Data extracted from a collection
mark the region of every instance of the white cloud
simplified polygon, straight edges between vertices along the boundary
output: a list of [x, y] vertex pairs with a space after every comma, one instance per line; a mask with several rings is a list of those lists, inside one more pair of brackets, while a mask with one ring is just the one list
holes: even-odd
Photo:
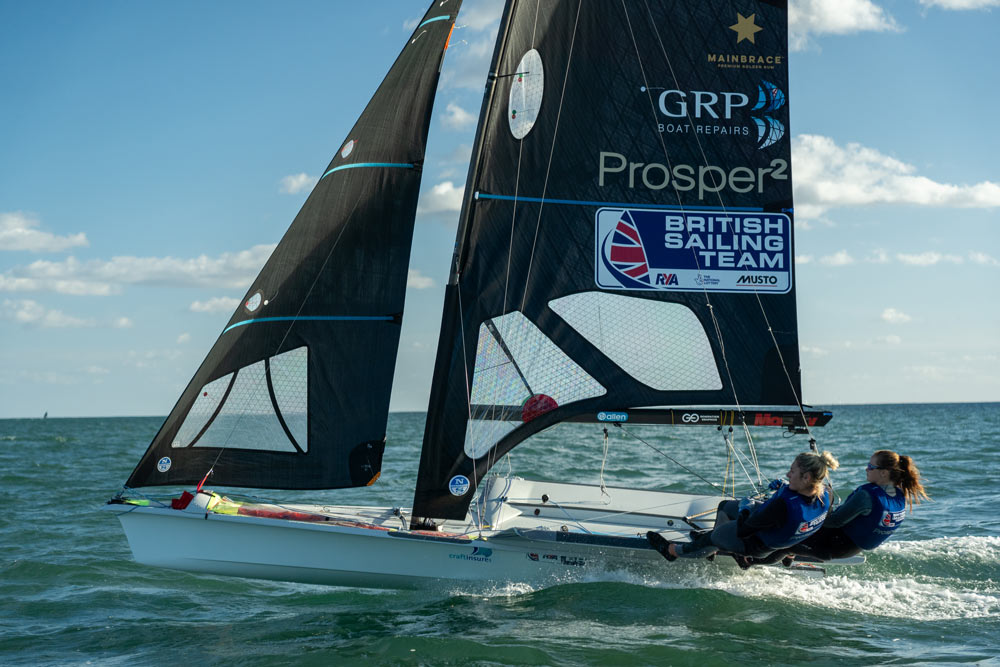
[[942, 255], [941, 253], [934, 252], [933, 250], [922, 252], [918, 255], [896, 253], [896, 259], [903, 264], [909, 264], [911, 266], [934, 266], [935, 264], [940, 264], [941, 262], [961, 264], [963, 261], [958, 255]]
[[67, 315], [60, 310], [45, 308], [37, 301], [32, 301], [31, 299], [21, 299], [18, 301], [4, 299], [3, 310], [0, 311], [0, 315], [6, 319], [14, 320], [19, 324], [46, 329], [94, 326], [93, 320], [85, 320]]
[[469, 144], [459, 144], [444, 161], [467, 165], [471, 159], [472, 146]]
[[1000, 357], [998, 357], [995, 354], [984, 354], [984, 355], [981, 355], [981, 356], [972, 355], [972, 354], [963, 354], [962, 355], [962, 361], [975, 361], [975, 362], [986, 361], [986, 362], [992, 363], [992, 362], [995, 362], [995, 361], [998, 361], [998, 360], [1000, 360]]
[[889, 253], [881, 248], [876, 248], [872, 251], [872, 254], [865, 258], [866, 262], [871, 264], [888, 264], [889, 263]]
[[458, 211], [462, 208], [462, 193], [464, 191], [464, 186], [456, 188], [451, 181], [438, 183], [431, 188], [430, 192], [426, 192], [420, 197], [417, 214]]
[[491, 0], [470, 0], [462, 6], [459, 14], [460, 28], [468, 28], [479, 32], [487, 28], [496, 29], [500, 25], [503, 14], [503, 3]]
[[62, 252], [67, 248], [90, 245], [83, 232], [56, 236], [39, 230], [38, 225], [38, 220], [20, 211], [0, 213], [0, 250]]
[[826, 264], [827, 266], [847, 266], [854, 263], [854, 258], [846, 250], [838, 250], [832, 255], [820, 257], [819, 261], [821, 264]]
[[441, 122], [452, 129], [461, 130], [475, 125], [476, 117], [454, 102], [449, 102]]
[[131, 329], [134, 326], [132, 320], [127, 317], [116, 318], [111, 324], [116, 329]]
[[415, 19], [410, 19], [408, 21], [403, 21], [403, 30], [406, 32], [413, 32], [416, 30], [417, 26], [420, 25], [420, 17]]
[[1000, 7], [1000, 0], [920, 0], [920, 4], [940, 9], [989, 9]]
[[947, 366], [904, 366], [903, 371], [927, 380], [950, 380], [955, 375], [955, 369]]
[[973, 250], [969, 253], [969, 261], [973, 264], [985, 264], [987, 266], [996, 266], [1000, 264], [994, 257], [987, 255], [985, 252], [978, 252]]
[[[464, 32], [455, 31], [448, 49], [448, 66], [441, 73], [442, 88], [465, 88], [482, 92], [493, 58], [496, 28], [491, 34], [468, 42]], [[471, 35], [468, 35], [472, 39]]]
[[906, 324], [913, 318], [904, 313], [901, 310], [896, 310], [895, 308], [886, 308], [882, 311], [882, 319], [889, 324]]
[[796, 255], [795, 264], [797, 266], [802, 266], [803, 264], [809, 264], [813, 261], [812, 255]]
[[146, 350], [138, 352], [129, 350], [125, 355], [125, 363], [135, 368], [159, 368], [166, 364], [177, 361], [181, 356], [180, 350]]
[[875, 339], [877, 343], [885, 343], [886, 345], [899, 345], [903, 342], [903, 339], [894, 334], [889, 334], [888, 336], [879, 336]]
[[406, 286], [413, 289], [427, 289], [434, 287], [434, 279], [425, 276], [416, 269], [410, 269], [406, 272]]
[[102, 366], [87, 366], [83, 369], [83, 372], [89, 375], [108, 375], [111, 373], [111, 371]]
[[177, 337], [177, 344], [178, 345], [183, 345], [184, 343], [187, 343], [190, 340], [191, 340], [191, 334], [185, 332], [185, 333], [182, 333], [180, 336]]
[[8, 371], [0, 369], [0, 384], [80, 384], [78, 374], [59, 373], [56, 371]]
[[803, 134], [792, 140], [795, 212], [818, 218], [838, 206], [911, 204], [952, 208], [1000, 207], [1000, 183], [938, 183], [916, 168], [873, 148]]
[[231, 296], [214, 296], [208, 301], [195, 301], [191, 310], [196, 313], [231, 313], [240, 305], [239, 299]]
[[0, 274], [0, 292], [50, 291], [60, 294], [107, 296], [124, 285], [216, 287], [246, 289], [267, 261], [274, 244], [225, 252], [218, 257], [113, 257], [81, 262], [38, 260]]
[[793, 51], [819, 35], [898, 31], [896, 21], [871, 0], [793, 0], [788, 3], [788, 41]]
[[286, 195], [297, 195], [304, 190], [312, 190], [317, 182], [318, 178], [305, 172], [292, 174], [281, 179], [281, 192]]
[[825, 357], [830, 354], [830, 352], [822, 347], [813, 347], [811, 345], [800, 345], [799, 350], [802, 354], [808, 354], [812, 357]]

# GOAL OF THE EXERCISE
Give an exact copy of the entries, excluding all pictures.

# SOLUTION TO THE PROBLEM
mark the region of every instance of the white cloud
simplified polygon, straight edges between vertices along the boundary
output: a list of [x, y] vertex pairs with a space after every comma, one instance per line; a mask with several rings is a list of those lists, inside one more pair of brackets, while a mask with one ring is just the one list
holes: even-odd
Photo:
[[942, 255], [941, 253], [934, 252], [933, 250], [922, 252], [918, 255], [896, 253], [896, 259], [903, 264], [909, 264], [911, 266], [934, 266], [935, 264], [940, 264], [941, 262], [961, 264], [963, 261], [958, 255]]
[[67, 315], [60, 310], [45, 308], [37, 301], [32, 301], [31, 299], [21, 299], [18, 301], [4, 299], [3, 310], [0, 311], [0, 315], [6, 319], [14, 320], [19, 324], [46, 329], [94, 326], [93, 320], [85, 320]]
[[469, 144], [459, 144], [444, 161], [467, 165], [471, 159], [472, 146]]
[[1000, 357], [998, 357], [995, 354], [984, 354], [984, 355], [981, 355], [981, 356], [972, 355], [972, 354], [963, 354], [962, 355], [962, 361], [975, 361], [975, 362], [986, 361], [986, 362], [992, 363], [992, 362], [995, 362], [995, 361], [998, 361], [998, 360], [1000, 360]]
[[889, 253], [881, 248], [876, 248], [872, 251], [872, 254], [865, 258], [866, 262], [871, 264], [888, 264], [889, 263]]
[[458, 211], [462, 208], [462, 193], [464, 191], [464, 186], [456, 188], [451, 181], [438, 183], [431, 188], [430, 192], [426, 192], [420, 197], [417, 214]]
[[491, 0], [470, 0], [462, 6], [459, 14], [460, 28], [468, 28], [479, 32], [487, 28], [496, 29], [500, 25], [503, 14], [503, 3]]
[[62, 252], [67, 248], [90, 245], [83, 232], [56, 236], [39, 230], [38, 225], [38, 220], [20, 211], [0, 213], [0, 250]]
[[826, 264], [827, 266], [847, 266], [854, 263], [854, 258], [846, 250], [838, 250], [832, 255], [820, 257], [819, 261], [821, 264]]
[[441, 122], [452, 129], [461, 130], [475, 125], [476, 117], [454, 102], [449, 102]]
[[131, 329], [134, 326], [132, 320], [127, 317], [116, 318], [111, 324], [116, 329]]
[[415, 19], [410, 19], [408, 21], [403, 21], [403, 30], [406, 32], [413, 32], [416, 30], [417, 26], [420, 25], [420, 17]]
[[1000, 7], [1000, 0], [920, 0], [920, 4], [940, 9], [989, 9]]
[[947, 366], [904, 366], [903, 371], [927, 380], [950, 380], [955, 375], [955, 369]]
[[973, 250], [969, 253], [969, 261], [973, 264], [985, 264], [987, 266], [996, 266], [1000, 264], [994, 257], [987, 255], [985, 252], [978, 252]]
[[[464, 32], [455, 31], [448, 49], [448, 66], [441, 73], [442, 88], [465, 88], [482, 92], [493, 58], [496, 28], [491, 34], [468, 42]], [[471, 35], [468, 35], [472, 39]]]
[[906, 324], [913, 318], [904, 313], [901, 310], [896, 310], [895, 308], [886, 308], [882, 311], [882, 319], [889, 324]]
[[796, 255], [795, 264], [797, 266], [802, 266], [803, 264], [809, 264], [813, 261], [812, 255]]
[[146, 350], [138, 352], [129, 350], [125, 355], [125, 363], [135, 368], [159, 368], [166, 364], [177, 361], [181, 356], [180, 350]]
[[875, 339], [877, 343], [885, 343], [886, 345], [899, 345], [903, 342], [903, 339], [894, 334], [889, 334], [888, 336], [879, 336]]
[[406, 286], [413, 289], [427, 289], [434, 287], [434, 279], [425, 276], [416, 269], [410, 269], [406, 272]]
[[102, 366], [87, 366], [83, 369], [83, 372], [89, 375], [108, 375], [111, 373], [111, 371]]
[[177, 337], [177, 344], [178, 345], [183, 345], [184, 343], [187, 343], [190, 340], [191, 340], [191, 334], [185, 332], [185, 333], [182, 333], [180, 336]]
[[8, 371], [0, 369], [0, 384], [80, 384], [78, 374], [59, 373], [56, 371]]
[[803, 134], [792, 140], [795, 212], [818, 218], [838, 206], [911, 204], [952, 208], [1000, 207], [1000, 183], [938, 183], [916, 168], [873, 148]]
[[231, 296], [214, 296], [208, 301], [195, 301], [191, 310], [196, 313], [231, 313], [240, 305], [239, 299]]
[[0, 274], [0, 292], [50, 291], [60, 294], [107, 296], [124, 285], [216, 287], [246, 289], [267, 261], [274, 244], [225, 252], [218, 257], [113, 257], [81, 262], [38, 260]]
[[793, 51], [819, 35], [898, 31], [896, 21], [871, 0], [793, 0], [788, 3], [788, 41]]
[[286, 195], [297, 195], [304, 190], [312, 190], [317, 182], [318, 178], [305, 172], [292, 174], [281, 179], [281, 192]]
[[825, 357], [830, 354], [830, 352], [822, 347], [813, 347], [811, 345], [800, 345], [799, 350], [802, 354], [808, 354], [812, 357]]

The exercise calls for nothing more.